» **Records shown**
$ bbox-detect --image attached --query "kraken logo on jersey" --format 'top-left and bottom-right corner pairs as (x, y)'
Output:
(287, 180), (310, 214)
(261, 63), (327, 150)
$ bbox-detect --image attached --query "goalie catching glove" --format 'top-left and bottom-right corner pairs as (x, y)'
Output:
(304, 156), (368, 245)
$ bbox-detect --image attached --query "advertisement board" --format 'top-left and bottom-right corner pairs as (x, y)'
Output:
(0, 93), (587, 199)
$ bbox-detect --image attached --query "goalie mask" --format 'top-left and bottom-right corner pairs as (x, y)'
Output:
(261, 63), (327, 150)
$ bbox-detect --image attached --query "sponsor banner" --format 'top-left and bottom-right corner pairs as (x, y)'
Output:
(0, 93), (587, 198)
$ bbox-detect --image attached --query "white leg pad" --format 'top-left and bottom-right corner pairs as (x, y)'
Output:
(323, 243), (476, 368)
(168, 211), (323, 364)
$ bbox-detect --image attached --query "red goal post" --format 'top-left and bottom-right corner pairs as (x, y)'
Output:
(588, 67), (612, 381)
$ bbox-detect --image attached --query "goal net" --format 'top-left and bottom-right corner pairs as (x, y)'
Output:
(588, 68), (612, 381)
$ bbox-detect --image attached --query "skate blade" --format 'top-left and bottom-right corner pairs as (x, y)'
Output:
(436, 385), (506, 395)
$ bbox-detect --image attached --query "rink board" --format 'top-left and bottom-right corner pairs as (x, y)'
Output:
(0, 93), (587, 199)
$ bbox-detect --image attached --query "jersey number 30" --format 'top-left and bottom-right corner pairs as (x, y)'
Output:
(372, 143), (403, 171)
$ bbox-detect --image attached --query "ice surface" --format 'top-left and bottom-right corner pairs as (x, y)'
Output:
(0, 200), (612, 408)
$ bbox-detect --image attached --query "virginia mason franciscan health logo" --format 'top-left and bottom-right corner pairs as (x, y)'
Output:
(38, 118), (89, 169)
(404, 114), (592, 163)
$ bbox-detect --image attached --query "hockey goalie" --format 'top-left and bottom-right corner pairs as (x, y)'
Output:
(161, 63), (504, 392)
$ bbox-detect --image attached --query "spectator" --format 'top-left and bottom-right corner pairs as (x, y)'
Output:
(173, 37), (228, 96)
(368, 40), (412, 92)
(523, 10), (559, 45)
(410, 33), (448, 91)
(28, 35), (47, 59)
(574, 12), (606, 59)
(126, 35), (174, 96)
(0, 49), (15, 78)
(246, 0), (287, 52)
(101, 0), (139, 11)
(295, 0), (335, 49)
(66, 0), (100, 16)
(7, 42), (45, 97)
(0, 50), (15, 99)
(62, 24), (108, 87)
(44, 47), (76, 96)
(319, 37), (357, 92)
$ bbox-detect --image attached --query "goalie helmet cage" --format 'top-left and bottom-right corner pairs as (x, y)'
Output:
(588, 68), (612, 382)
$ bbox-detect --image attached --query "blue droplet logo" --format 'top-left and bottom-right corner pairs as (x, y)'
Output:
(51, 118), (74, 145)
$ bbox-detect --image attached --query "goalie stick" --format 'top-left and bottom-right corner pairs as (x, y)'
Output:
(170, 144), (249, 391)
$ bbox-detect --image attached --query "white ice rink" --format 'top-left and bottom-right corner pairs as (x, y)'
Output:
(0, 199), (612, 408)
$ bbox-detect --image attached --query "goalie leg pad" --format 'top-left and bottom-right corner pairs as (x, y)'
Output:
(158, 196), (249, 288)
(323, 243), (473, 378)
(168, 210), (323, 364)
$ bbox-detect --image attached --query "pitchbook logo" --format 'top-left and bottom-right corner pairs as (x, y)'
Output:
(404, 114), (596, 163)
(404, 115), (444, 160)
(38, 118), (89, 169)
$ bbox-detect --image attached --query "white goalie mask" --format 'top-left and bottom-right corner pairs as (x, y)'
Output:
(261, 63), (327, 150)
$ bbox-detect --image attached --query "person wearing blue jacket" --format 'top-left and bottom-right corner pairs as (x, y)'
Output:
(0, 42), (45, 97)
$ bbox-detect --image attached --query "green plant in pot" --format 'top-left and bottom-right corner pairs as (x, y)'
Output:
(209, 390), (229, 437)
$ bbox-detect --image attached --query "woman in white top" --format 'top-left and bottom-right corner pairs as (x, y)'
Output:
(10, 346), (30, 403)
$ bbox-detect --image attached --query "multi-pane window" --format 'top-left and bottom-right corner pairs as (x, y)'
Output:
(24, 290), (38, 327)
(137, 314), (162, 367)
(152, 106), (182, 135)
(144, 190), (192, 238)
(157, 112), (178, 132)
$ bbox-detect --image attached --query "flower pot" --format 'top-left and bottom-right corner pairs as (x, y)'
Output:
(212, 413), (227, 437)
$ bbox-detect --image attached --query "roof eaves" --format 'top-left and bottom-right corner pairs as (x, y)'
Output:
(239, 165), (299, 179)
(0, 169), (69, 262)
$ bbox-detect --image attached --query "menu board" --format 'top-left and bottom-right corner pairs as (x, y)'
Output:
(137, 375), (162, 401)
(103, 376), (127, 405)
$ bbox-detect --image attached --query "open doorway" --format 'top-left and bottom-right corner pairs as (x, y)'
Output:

» **What is required**
Swap "corner pairs" for "corner points" throughout the records above and write all the lines out again, leaving everything else unchanged.

» **Completed task**
$ bbox-detect --image attached --query "kraken logo on jersey" --format 'top-left and bottom-right corner points as (x, y)'
Output:
(287, 180), (310, 214)
(261, 63), (327, 150)
$ bbox-detect --image attached --query "goalie catching glove" --format 'top-left and bottom-right corner points as (x, y)'
Output:
(304, 156), (368, 245)
$ bbox-detect --image attached --query "advertisement board" --format 'top-left and bottom-right corner points as (x, y)'
Output:
(0, 93), (587, 199)
$ bbox-detect --image attached --query "goalie mask" --format 'top-left and bottom-right corner points as (x, y)'
Output:
(261, 63), (327, 150)
$ bbox-detect --image attached --query "sponsor banner" --format 'top-left and bottom-right corner points as (x, y)'
Output:
(0, 93), (587, 198)
$ bbox-detect --image attached --query "white leg pad" --format 'top-left and bottom-right corner points as (x, y)'
Output:
(323, 243), (476, 368)
(168, 211), (323, 364)
$ bbox-detect --image attached --query "red goal post" --format 'top-left and bottom-right corner points as (x, y)'
Output:
(588, 67), (612, 381)
$ bbox-detect --image attached --query "goal net" --format 'top-left and bottom-right corner points as (x, y)'
Output:
(588, 68), (612, 381)
$ bbox-detect --image attached --query "skate blade" --format 'top-left and bottom-right corner points as (x, y)'
Output:
(436, 385), (506, 395)
$ bbox-detect --image attached --query "rink board" --format 'top-left and bottom-right corner points as (x, y)'
Output:
(0, 93), (587, 199)
$ bbox-detect --image attached --query "jersey number 30" --format 'top-left and bottom-right corner points as (x, y)'
Output:
(372, 143), (403, 171)
$ bbox-detect --image attached --query "ice surface" --format 'top-left and bottom-right corner points as (x, y)'
Output:
(0, 200), (612, 408)
$ bbox-detect --image attached --query "virginia mason franciscan health logo" --format 'top-left and bottom-right corner points as (x, y)'
Output:
(38, 118), (89, 169)
(404, 114), (592, 163)
$ bbox-detect --image attached --query "hockey goalie" --format 'top-left and bottom-right corner points as (x, y)'
Output:
(161, 63), (504, 392)
$ bbox-detect --image attached --query "spectator" --format 'top-left and bottom-right corner points as (x, y)'
Output:
(173, 37), (228, 96)
(368, 40), (412, 92)
(523, 10), (559, 45)
(410, 33), (448, 91)
(28, 35), (47, 59)
(574, 12), (606, 59)
(126, 35), (174, 96)
(0, 49), (15, 78)
(246, 0), (287, 52)
(101, 0), (139, 11)
(295, 0), (335, 49)
(66, 0), (100, 16)
(7, 42), (45, 97)
(0, 50), (15, 99)
(62, 24), (108, 87)
(44, 47), (76, 96)
(319, 37), (357, 92)
$ bbox-detect --image attached --query "goalie helmet cage" --format 'top-left and bottom-right corner points as (x, y)'
Output:
(588, 68), (612, 382)
$ bbox-detect --image attached --query "blue droplet logo" --format 'top-left and bottom-right corner points as (x, y)'
Output:
(51, 118), (74, 145)
$ bbox-detect --image attached --query "goalie stick" --format 'top-left and bottom-right corner points as (x, y)'
Output:
(170, 144), (249, 391)
$ bbox-detect --image attached --query "white ice rink" --format 'top-left and bottom-right corner points as (x, y)'
Output:
(0, 199), (612, 408)
$ bbox-detect --image attached --query "goalie leg pad" --format 'top-left and bottom-right corner points as (x, y)'
Output:
(158, 196), (249, 288)
(323, 243), (473, 378)
(168, 210), (323, 364)
$ bbox-detect --image attached --query "pitchbook logo" --format 'top-left and bottom-right corner points as (x, y)'
Output:
(404, 114), (596, 163)
(404, 115), (444, 160)
(38, 118), (89, 169)
$ bbox-detect --image attached --query "white goalie mask" --format 'top-left and bottom-right corner points as (x, y)'
Output:
(261, 63), (327, 150)
$ bbox-detect --image attached --query "person wearing blue jacket" --format 'top-left and bottom-right corner points as (x, y)'
Output:
(0, 42), (45, 97)
$ bbox-detect --image attached --query "green plant in pot" --format 'top-left and bottom-right corner points as (x, y)'
Output:
(209, 390), (229, 437)
$ bbox-detect --image attached --query "woman in white top" --format 'top-left and bottom-right corner points as (x, y)'
Output:
(10, 346), (30, 403)
$ bbox-detect --image attached --query "multi-pane window" --format 'top-left and bottom-right corner points as (x, y)'
Output:
(24, 290), (38, 327)
(137, 314), (162, 367)
(152, 106), (182, 135)
(144, 190), (192, 238)
(157, 112), (178, 132)
$ bbox-detect --image attached --query "flower pot" --format 'top-left and bottom-right corner points as (x, y)'
Output:
(212, 413), (227, 437)
$ bbox-detect --image attached --query "roof eaves" --format 'top-left and bottom-right corner points as (x, y)'
Output:
(239, 165), (299, 179)
(0, 169), (69, 262)
$ bbox-detect --image attached --query "menu board" --format 'top-left and bottom-right corner points as (x, y)'
Output:
(137, 375), (162, 401)
(103, 376), (127, 405)
$ bbox-detect --image attached --query "open doorway" --format 'top-left and bottom-right corner points as (x, y)'
Output:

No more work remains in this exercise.